[Segmentation annotation records]
= = = = =
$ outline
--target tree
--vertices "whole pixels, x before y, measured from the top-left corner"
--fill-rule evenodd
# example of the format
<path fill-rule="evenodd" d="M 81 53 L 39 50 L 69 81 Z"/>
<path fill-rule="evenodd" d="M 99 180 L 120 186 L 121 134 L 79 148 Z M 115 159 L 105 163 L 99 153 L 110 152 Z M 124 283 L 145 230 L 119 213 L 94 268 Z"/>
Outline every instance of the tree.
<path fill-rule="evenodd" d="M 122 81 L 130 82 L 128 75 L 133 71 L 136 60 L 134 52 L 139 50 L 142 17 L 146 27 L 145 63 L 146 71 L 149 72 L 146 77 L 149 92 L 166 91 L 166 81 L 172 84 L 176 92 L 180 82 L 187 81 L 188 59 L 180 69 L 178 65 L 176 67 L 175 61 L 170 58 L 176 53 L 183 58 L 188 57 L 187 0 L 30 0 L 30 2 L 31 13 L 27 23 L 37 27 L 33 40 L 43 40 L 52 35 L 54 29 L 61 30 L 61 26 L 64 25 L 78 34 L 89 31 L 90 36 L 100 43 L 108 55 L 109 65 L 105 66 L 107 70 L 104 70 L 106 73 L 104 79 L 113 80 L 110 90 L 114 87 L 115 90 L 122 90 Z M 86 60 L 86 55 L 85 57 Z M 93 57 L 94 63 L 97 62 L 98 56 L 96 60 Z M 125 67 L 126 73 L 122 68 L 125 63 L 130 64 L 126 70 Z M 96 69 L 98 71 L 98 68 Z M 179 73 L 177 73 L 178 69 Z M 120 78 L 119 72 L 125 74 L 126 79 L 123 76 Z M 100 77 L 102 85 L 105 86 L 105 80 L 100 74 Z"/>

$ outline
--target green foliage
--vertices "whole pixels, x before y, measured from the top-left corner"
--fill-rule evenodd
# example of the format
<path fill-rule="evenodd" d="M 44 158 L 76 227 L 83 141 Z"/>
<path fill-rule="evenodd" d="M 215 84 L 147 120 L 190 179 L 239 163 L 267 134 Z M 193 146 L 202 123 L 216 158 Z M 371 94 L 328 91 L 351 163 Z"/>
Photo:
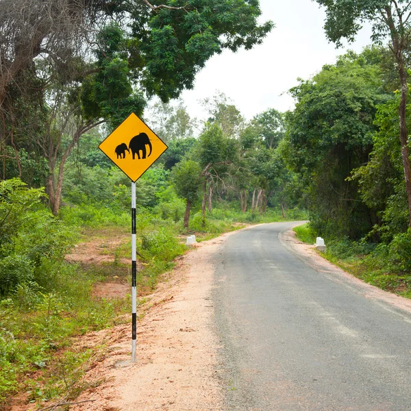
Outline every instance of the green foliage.
<path fill-rule="evenodd" d="M 149 258 L 163 261 L 173 260 L 185 249 L 176 238 L 172 227 L 163 227 L 142 233 L 141 248 Z"/>
<path fill-rule="evenodd" d="M 199 164 L 192 160 L 178 163 L 171 171 L 171 179 L 177 194 L 190 202 L 198 199 L 201 184 L 201 169 Z"/>
<path fill-rule="evenodd" d="M 377 107 L 391 98 L 382 88 L 379 55 L 376 49 L 349 52 L 291 90 L 297 103 L 280 149 L 306 186 L 310 219 L 321 236 L 359 239 L 377 222 L 349 177 L 367 162 Z"/>
<path fill-rule="evenodd" d="M 292 230 L 295 232 L 296 237 L 303 242 L 315 243 L 316 236 L 308 223 L 295 227 Z"/>
<path fill-rule="evenodd" d="M 21 180 L 0 182 L 0 297 L 19 284 L 47 284 L 76 239 L 45 209 L 41 189 Z"/>
<path fill-rule="evenodd" d="M 377 107 L 375 123 L 379 130 L 373 136 L 370 160 L 353 170 L 352 179 L 358 182 L 361 198 L 377 216 L 371 236 L 390 241 L 408 228 L 408 213 L 398 135 L 399 97 Z M 407 125 L 411 126 L 411 105 L 407 105 Z"/>
<path fill-rule="evenodd" d="M 195 142 L 196 139 L 192 137 L 170 142 L 169 148 L 161 157 L 162 160 L 164 162 L 166 170 L 171 170 L 182 161 L 194 147 Z"/>

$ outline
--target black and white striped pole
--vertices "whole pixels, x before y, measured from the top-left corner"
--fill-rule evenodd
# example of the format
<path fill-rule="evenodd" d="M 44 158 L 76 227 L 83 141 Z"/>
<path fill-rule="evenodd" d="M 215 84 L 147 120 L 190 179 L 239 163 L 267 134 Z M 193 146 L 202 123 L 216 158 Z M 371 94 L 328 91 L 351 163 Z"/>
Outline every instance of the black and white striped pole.
<path fill-rule="evenodd" d="M 132 362 L 136 362 L 137 345 L 137 244 L 136 236 L 136 183 L 132 183 Z"/>

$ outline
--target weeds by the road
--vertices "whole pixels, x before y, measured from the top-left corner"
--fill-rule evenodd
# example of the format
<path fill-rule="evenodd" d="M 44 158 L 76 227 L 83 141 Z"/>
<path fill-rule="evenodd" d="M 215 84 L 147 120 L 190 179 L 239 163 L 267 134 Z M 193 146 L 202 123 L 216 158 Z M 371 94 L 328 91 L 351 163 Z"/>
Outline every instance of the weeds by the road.
<path fill-rule="evenodd" d="M 297 238 L 303 242 L 314 244 L 316 235 L 309 224 L 293 229 Z M 387 291 L 411 298 L 411 272 L 396 264 L 390 245 L 325 239 L 327 252 L 321 255 L 329 262 L 358 278 Z"/>
<path fill-rule="evenodd" d="M 44 219 L 44 208 L 40 205 L 38 208 L 38 216 Z M 36 212 L 34 219 L 37 218 Z M 129 295 L 105 299 L 94 292 L 98 284 L 129 282 L 130 264 L 124 259 L 130 258 L 130 219 L 124 213 L 115 214 L 92 206 L 63 208 L 62 221 L 55 223 L 61 233 L 67 233 L 57 237 L 61 238 L 61 244 L 55 240 L 51 242 L 41 219 L 38 226 L 32 223 L 27 228 L 18 227 L 14 231 L 10 228 L 10 238 L 14 243 L 26 236 L 26 229 L 29 229 L 32 238 L 33 233 L 38 234 L 38 240 L 36 238 L 21 249 L 27 249 L 25 258 L 27 261 L 31 261 L 32 256 L 36 258 L 32 250 L 37 249 L 40 240 L 48 248 L 41 249 L 40 263 L 31 261 L 34 265 L 39 264 L 33 275 L 21 281 L 16 277 L 16 284 L 5 289 L 3 295 L 0 293 L 0 408 L 8 397 L 18 392 L 27 393 L 27 401 L 38 404 L 63 397 L 75 398 L 82 389 L 79 382 L 95 352 L 73 347 L 73 338 L 129 321 L 123 314 L 129 311 Z M 304 216 L 298 210 L 290 210 L 286 219 Z M 49 214 L 47 218 L 54 221 Z M 195 234 L 201 241 L 241 228 L 244 223 L 282 220 L 279 212 L 262 215 L 255 212 L 233 212 L 227 208 L 214 210 L 205 226 L 201 214 L 195 214 L 190 229 L 186 230 L 181 221 L 176 223 L 147 210 L 139 210 L 137 231 L 141 269 L 137 279 L 140 303 L 144 295 L 155 290 L 160 276 L 173 269 L 174 259 L 184 253 L 185 236 Z M 32 219 L 32 223 L 35 221 Z M 71 236 L 73 244 L 79 237 L 71 233 L 79 230 L 82 244 L 98 243 L 96 252 L 106 258 L 105 260 L 97 264 L 92 259 L 75 262 L 63 260 L 62 250 L 68 249 L 70 242 L 67 238 Z M 116 241 L 112 241 L 113 238 Z M 60 260 L 55 249 L 60 250 Z M 10 261 L 8 269 L 18 273 L 19 266 L 16 264 L 21 259 L 21 255 L 10 254 L 7 258 Z"/>

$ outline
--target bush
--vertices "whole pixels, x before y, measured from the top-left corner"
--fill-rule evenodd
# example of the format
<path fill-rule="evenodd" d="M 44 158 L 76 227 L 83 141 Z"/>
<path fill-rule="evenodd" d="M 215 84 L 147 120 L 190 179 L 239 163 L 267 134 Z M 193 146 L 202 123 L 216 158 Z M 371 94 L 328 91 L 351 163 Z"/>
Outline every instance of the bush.
<path fill-rule="evenodd" d="M 394 236 L 388 248 L 388 259 L 394 272 L 411 273 L 411 231 Z"/>
<path fill-rule="evenodd" d="M 171 229 L 144 232 L 141 236 L 141 248 L 150 258 L 171 261 L 185 249 Z"/>
<path fill-rule="evenodd" d="M 16 286 L 34 279 L 34 266 L 29 258 L 8 256 L 0 258 L 0 296 L 6 295 Z"/>
<path fill-rule="evenodd" d="M 29 282 L 50 286 L 77 239 L 76 229 L 45 208 L 45 197 L 18 179 L 0 182 L 0 297 Z"/>

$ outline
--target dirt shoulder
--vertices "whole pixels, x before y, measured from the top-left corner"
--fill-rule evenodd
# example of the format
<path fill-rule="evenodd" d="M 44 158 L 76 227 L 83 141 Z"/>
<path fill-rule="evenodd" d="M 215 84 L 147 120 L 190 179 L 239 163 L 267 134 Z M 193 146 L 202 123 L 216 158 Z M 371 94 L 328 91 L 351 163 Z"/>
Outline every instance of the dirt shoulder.
<path fill-rule="evenodd" d="M 211 257 L 229 233 L 199 243 L 179 262 L 150 299 L 138 325 L 138 360 L 129 364 L 131 330 L 119 326 L 97 333 L 109 355 L 91 369 L 76 411 L 222 410 L 215 375 L 218 342 L 211 329 Z"/>
<path fill-rule="evenodd" d="M 296 225 L 298 223 L 296 223 Z M 201 242 L 178 260 L 149 302 L 139 308 L 137 362 L 130 364 L 131 327 L 120 325 L 79 339 L 79 349 L 105 346 L 83 379 L 87 388 L 75 411 L 223 411 L 216 372 L 219 341 L 212 329 L 212 258 L 234 232 Z M 279 238 L 316 271 L 345 286 L 411 312 L 411 301 L 361 282 L 302 243 L 292 230 Z M 131 315 L 130 315 L 131 316 Z M 87 402 L 82 402 L 87 401 Z"/>

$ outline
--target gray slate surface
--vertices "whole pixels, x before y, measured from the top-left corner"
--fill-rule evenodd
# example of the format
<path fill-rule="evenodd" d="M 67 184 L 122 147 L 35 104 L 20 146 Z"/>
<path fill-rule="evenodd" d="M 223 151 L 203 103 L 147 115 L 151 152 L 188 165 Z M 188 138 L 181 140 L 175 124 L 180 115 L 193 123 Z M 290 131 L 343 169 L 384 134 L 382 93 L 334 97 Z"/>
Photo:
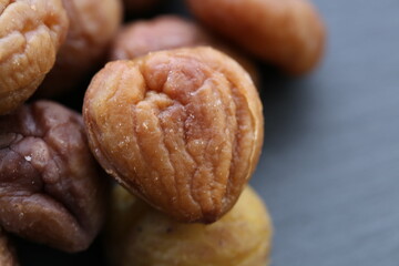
= = = = =
**WHAT IS BEING ASKED**
Copy the material word for word, starting at its first line and ending with the line that contains "Outline every instance of the tree.", including that line.

**ANSWER TO THE TASK**
$ outline
--target tree
--vertices "whole pixels, x before y, measured from the top-left corner"
--fill-rule evenodd
# example of the format
<path fill-rule="evenodd" d="M 81 53 L 39 50 L 69 81 Z"/>
<path fill-rule="evenodd" d="M 99 180 L 120 186 L 121 134 L 79 148 Z M 115 159 L 105 163 L 99 153 L 110 152 Z M 124 283 L 145 230 L 119 213 L 94 268 Z"/>
Outline every instance of the tree.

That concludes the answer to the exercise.